**Lista de actividades**
**a.** Según el fragmento sobre el silencio del 11 de noviembre, ¿quién escribió el poema In Flanders Fields?
**b.** Anota todos los nombres propios del fragmento sobre el silencio del 11 de noviembre, sin contar títulos como «la Reina».
**c.** Prolonga el texto sobre el silencio del 11 de noviembre a partir de su última oración.

**Fragmento proporcionado**

________________________

El 11 de noviembre a las 11 de la mañana, la Mancomunidad Británica de Naciones dedica uno o dos minutos al silencio. En él, buscan recordar a todos los soldados que murieron en la defensa de sus naciones. El símbolo que portan los asistentes a las ceremonias, encabezadas por la Reina, es una amapola roja que recuerda a estas flores que crecen en las tumbas de los soldados caídos y en las palabras que justo con ese silencio se entrelazan al poema In Flanders Fields escrito por el médico militar canadiense John McCrae en honor a su amigo y antiguo alumno muerto en batalla, durante la Primera Guerra Mundial. Si faltáis a la fe de nosotros los muertos, jamás descansaremos, aunque florezcan en los campos de Flandes, las amapolas.

________________________

Entradas de datos:
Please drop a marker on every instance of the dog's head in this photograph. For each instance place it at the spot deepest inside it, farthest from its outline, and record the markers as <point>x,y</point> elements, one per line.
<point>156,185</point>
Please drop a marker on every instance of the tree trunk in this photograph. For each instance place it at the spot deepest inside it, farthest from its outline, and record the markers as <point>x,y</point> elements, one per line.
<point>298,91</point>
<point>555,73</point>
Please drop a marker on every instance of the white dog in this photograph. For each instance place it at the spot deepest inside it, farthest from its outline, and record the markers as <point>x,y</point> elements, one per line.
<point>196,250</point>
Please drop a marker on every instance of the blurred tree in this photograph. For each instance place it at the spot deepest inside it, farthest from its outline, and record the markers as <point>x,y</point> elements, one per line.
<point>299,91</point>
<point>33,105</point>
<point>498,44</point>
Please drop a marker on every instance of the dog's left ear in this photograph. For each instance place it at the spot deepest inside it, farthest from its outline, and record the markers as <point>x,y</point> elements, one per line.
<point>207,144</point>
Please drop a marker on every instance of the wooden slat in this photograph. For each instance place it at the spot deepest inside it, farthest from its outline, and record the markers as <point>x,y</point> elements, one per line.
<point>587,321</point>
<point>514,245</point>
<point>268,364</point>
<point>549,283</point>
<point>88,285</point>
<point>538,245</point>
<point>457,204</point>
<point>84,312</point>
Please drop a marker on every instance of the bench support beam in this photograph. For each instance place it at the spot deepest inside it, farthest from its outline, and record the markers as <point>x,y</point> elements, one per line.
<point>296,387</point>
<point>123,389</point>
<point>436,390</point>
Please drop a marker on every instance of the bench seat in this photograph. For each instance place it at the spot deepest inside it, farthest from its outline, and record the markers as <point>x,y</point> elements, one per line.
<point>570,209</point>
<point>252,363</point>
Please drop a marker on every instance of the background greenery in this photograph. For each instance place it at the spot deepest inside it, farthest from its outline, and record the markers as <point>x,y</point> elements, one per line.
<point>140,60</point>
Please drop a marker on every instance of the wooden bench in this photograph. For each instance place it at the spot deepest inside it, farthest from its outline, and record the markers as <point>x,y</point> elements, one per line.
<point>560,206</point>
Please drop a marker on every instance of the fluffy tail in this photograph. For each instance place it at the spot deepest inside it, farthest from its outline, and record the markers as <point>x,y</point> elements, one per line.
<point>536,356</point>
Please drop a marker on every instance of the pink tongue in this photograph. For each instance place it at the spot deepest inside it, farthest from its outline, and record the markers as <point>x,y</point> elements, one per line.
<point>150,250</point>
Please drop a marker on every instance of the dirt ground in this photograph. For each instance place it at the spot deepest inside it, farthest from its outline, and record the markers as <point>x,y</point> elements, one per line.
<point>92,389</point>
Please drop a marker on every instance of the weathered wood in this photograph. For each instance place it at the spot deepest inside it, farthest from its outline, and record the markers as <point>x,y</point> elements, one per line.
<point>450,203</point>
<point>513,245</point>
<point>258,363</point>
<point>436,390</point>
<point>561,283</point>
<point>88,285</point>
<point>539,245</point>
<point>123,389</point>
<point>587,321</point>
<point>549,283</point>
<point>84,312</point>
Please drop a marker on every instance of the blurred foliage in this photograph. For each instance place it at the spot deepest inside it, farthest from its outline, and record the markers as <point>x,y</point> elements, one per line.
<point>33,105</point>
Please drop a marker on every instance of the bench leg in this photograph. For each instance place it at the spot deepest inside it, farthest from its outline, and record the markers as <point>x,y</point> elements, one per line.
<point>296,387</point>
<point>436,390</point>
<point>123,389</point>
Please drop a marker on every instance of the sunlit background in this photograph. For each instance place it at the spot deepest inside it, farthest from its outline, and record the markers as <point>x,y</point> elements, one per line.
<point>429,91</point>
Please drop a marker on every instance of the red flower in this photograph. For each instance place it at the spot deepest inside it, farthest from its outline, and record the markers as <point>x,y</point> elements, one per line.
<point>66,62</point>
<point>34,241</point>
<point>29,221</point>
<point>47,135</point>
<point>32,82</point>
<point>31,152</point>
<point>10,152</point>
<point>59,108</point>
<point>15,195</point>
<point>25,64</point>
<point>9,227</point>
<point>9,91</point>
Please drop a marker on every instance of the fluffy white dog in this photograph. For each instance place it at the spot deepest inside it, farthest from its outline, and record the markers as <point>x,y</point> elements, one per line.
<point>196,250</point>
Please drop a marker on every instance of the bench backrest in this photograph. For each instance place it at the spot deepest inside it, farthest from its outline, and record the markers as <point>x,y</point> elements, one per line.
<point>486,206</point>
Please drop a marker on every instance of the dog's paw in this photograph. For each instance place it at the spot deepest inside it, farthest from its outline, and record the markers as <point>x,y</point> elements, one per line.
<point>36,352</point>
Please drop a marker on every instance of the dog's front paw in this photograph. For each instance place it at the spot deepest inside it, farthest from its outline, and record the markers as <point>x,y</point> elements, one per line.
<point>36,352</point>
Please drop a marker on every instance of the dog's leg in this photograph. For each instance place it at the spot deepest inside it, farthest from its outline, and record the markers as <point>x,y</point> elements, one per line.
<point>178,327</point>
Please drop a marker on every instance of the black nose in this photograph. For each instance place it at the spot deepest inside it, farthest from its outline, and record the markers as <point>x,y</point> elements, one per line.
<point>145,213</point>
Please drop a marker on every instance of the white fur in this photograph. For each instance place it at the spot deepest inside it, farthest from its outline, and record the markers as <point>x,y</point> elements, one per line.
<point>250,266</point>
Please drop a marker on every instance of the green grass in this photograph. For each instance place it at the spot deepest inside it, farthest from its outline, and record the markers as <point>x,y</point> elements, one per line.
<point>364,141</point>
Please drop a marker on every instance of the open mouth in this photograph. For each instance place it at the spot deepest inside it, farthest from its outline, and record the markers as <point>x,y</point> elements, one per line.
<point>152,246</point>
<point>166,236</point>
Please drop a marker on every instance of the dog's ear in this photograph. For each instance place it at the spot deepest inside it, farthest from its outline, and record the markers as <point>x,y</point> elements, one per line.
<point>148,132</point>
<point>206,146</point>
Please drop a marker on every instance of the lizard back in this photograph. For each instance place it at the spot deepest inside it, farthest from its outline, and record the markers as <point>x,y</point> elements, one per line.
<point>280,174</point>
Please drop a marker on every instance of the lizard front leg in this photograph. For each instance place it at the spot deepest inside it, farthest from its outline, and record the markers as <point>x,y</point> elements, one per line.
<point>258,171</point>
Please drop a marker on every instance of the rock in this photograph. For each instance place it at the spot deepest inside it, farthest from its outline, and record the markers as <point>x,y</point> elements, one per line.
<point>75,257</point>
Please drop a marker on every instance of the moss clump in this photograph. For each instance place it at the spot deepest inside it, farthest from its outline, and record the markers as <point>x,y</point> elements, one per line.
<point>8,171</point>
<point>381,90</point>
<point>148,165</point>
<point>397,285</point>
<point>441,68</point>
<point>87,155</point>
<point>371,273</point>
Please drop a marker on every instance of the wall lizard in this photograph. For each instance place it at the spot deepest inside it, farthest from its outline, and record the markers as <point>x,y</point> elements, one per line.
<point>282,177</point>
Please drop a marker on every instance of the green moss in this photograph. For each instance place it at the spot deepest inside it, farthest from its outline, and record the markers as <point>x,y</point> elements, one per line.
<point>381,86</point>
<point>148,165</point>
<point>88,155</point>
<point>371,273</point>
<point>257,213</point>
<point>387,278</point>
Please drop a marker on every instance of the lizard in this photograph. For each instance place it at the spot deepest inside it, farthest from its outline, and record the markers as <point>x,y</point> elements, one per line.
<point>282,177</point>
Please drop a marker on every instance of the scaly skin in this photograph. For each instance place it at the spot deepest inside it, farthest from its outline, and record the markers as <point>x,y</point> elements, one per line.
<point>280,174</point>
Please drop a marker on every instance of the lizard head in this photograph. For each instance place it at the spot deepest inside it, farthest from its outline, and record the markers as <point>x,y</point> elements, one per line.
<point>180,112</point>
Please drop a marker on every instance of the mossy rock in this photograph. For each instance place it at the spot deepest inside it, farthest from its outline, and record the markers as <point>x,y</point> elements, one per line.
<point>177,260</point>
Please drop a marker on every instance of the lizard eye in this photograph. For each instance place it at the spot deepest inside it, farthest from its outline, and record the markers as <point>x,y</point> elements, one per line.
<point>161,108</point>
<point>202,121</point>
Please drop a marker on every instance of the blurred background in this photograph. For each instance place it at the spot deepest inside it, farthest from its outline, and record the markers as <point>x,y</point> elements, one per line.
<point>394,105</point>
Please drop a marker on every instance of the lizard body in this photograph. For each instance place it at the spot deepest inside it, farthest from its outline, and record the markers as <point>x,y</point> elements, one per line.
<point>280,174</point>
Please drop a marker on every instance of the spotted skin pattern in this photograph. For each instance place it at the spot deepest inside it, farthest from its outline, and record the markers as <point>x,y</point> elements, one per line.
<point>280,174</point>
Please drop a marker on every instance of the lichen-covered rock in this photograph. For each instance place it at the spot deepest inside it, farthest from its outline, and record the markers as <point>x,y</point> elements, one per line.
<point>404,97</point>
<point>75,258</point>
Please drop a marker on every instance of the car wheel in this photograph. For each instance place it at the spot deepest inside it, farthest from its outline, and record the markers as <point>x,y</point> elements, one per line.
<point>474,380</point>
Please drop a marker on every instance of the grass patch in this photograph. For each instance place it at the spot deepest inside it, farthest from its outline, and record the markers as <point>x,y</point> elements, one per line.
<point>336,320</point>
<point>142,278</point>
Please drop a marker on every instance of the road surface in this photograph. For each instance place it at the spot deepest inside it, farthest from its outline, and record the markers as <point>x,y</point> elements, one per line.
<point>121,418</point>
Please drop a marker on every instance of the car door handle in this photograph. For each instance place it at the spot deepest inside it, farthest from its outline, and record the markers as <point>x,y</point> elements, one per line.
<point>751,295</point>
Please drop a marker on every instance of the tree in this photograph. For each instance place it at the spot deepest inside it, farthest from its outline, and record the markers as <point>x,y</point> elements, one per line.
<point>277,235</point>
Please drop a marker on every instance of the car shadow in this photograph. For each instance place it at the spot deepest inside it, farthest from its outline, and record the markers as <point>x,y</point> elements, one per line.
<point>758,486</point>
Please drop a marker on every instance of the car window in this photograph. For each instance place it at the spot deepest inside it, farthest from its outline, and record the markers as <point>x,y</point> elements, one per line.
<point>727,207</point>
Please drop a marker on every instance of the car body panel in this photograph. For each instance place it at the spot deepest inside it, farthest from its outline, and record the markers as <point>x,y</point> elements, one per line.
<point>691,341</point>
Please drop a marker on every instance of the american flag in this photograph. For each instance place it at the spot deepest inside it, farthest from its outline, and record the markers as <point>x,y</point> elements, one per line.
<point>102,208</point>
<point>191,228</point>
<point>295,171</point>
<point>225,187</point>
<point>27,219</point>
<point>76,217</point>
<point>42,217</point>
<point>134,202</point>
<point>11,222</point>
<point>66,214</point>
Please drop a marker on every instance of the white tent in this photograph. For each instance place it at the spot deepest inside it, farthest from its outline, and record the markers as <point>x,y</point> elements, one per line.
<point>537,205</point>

________________________

**Respuestas del ejercicio**
**a.** El médico militar canadiense John McCrae.

**b.** Mancomunidad Británica de Naciones, In Flanders Fields, John McCrae, Primera Guerra Mundial, Flandes.

**c.**
El 11 de noviembre, después de mi cumpleaños, es mi día favorito. Quizás porque en este llamamiento al recuerdo, llevo hilvanado momentos que justo he vivido a través de la memoria. A mi generación, las dos Grandes Guerras Mundiales llegó con los libros de textos y las películas en el cine. Pero en el corazón se entrañó con los relatos de mujeres y hombres quienes vieron partir sus historias al frente de batalla; narraciones que adquirieron forma en los objetos y relatos que son expuestos en museos y memoriales. Honestamente, no sé bien cuando inició ese afán mío de entender qué le había sucedido al mundo entre 1918 y 1945, o quizás un poco antes, cuando los avances científicos, las ideas de justicia social y la emancipación de las mujeres rodando con las biciclietas, hablaron de la promesa del progreso.
No soy Europea y hoy, parece un día común en un mundo de demagogos, políticas autoritarias y una sociedad que sucumbe entre el cambio climático y el resurgimiento de los nacionalismos. Sin embargo, sí soy de esa generación que muy pequeña, apenas una niña, creyó que con la caída del muro del Berlín, un nuevo siglo nos esperaba. Quizás el error de la humanidad ha sido desdibujar su recuerdo: no por el miedo a la repetición, sino por la pérdida de la esperanza. Esperamos no repetir jamás aquello que nos robó el aliento, entre amapolas rojas y sueños de paz.